▶ _TEXT SEGMENT_:
>>>>

What needs to be done to enhance current security solutions and how technology can help

Using their existing security technology, organisations can quickly put in place solutions designed to support social distancing, manage occupancy limits and ensure hygiene protocols are put in place. An open platform security system that is unified enables the integration of devices and applications needed for safe operating organisations or places.

The insider threat

The recent increase in cyberattacks, especially during COVID-19, means that physical security equipment has now become a potential entry point to networks and critical infrastructure. It may be strange that a physical security solution designed to protect people and property can be the subject of a cyberattack, but since physical security systems are increasingly connected to networks and IT infrastructure, they can be vulnerable to breaches.

No access control provider will be able to perfect a product that has no vulnerabilities, but they should have solid protections in place as well as processes that quickly and completely addresses any vulnerability. When choosing a physical security system, it is crucial not to overlook the cybersecurity needs.

“By choosing a provider that offers protection against cyberthreats with end-to-end encrypted communications for software and hardware, secure claims-based authentication, as well as digital certificates, facilities managers can safeguard their IP. Regular tests focused on trying to catch vulnerabilities on their own is also essential as this can eliminate a breach before it has a chance to take place,” said Hassan Elbanna, Business Development Manager Middle East, Turkey and Africa (META) at Genetec.

Having unified systems also heightens the security of an organisation and increases readiness to respond to incidents and threats, while leveraging any existing network and security equipment investments. With advanced security measures and support for an ever-growing number of third-party access control devices, unified systems give confidence to protect people and assets.

Solutions during COVID-19

A main priority for organisations today is to identify occupancy guidelines and assemble their operations with an aim to limit the risk of the COVID-19 transmission. To enforce these mandates, they need to know how many people are on their grounds at any given moment – then continuously monitor the data and take action when thresholds are exceeded.

New capabilities, such as the Genetec Occupancy Management Package, enables places to operate within established guidelines for occupancy density, while leveraging existing systems to adapt their strategy and respond to new risks.

Additionally, the abovementioned solution can also count the number of people in a store while simultaneously being able to visualise the data and send alerts to employees when occupancy limits are being reached.

Other than that, the video management systems can also be set up with a ‘one in, one out’ policy to control access. Through the system, people wanting to enter a place are notified when they are allowed to enter a store via a ‘traffic light’ device, for example. With this technology, an organisation prevents overcrowding without having to place an employee at the entrance and risk possible altercations.

Systems that can help organisations manage their physical identity and access rights with ease, remotely and on a detailed level are highly recommended.

Genetec ClearIDTM, for example, is a proven system that can help organisations easily manage their physical identity and access rights, allowing schools to adjust student and faculty access rights quickly, remotely and on a detailed level.

During these unprecedented times, it is important for organisations to consider the different options they have with physical security in order to keep their environment hygienic and to ensure the safety of people. It is also relevant for organisations to be more aware of the fact that physical security systems are vulnerable to cyberattacks for them to follow through with certain procedures or steps that they could take, such as having unified systems and choosing a provider that offers protection against cyberthreats.

<<<<

▶ _WHAT IS BEING ASKED_: In the text on physical security, list every protection against cyberthreats that the quoted business development manager says a provider should offer.

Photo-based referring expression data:

>>>>

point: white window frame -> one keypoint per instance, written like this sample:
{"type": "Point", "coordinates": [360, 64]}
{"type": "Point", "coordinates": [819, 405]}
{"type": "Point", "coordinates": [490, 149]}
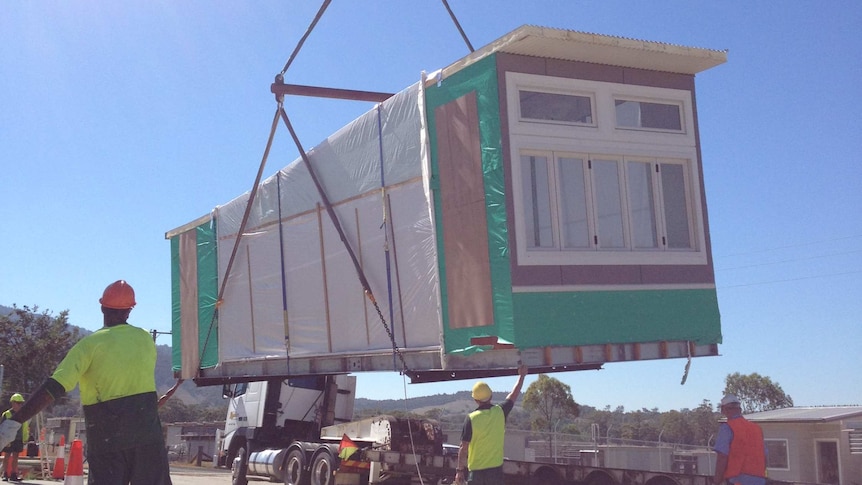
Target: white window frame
{"type": "Point", "coordinates": [786, 449]}
{"type": "Point", "coordinates": [604, 141]}
{"type": "Point", "coordinates": [837, 456]}
{"type": "Point", "coordinates": [638, 99]}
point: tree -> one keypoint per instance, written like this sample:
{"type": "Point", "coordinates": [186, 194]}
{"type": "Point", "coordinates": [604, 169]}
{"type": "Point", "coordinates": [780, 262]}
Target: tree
{"type": "Point", "coordinates": [26, 333]}
{"type": "Point", "coordinates": [704, 422]}
{"type": "Point", "coordinates": [549, 400]}
{"type": "Point", "coordinates": [756, 393]}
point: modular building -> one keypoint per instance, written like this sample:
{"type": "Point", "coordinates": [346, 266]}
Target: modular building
{"type": "Point", "coordinates": [541, 199]}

<<<<

▶ _SOLUTION_:
- End-to-end encrypted communications for software and hardware
- Secure claims-based authentication
- Digital certificates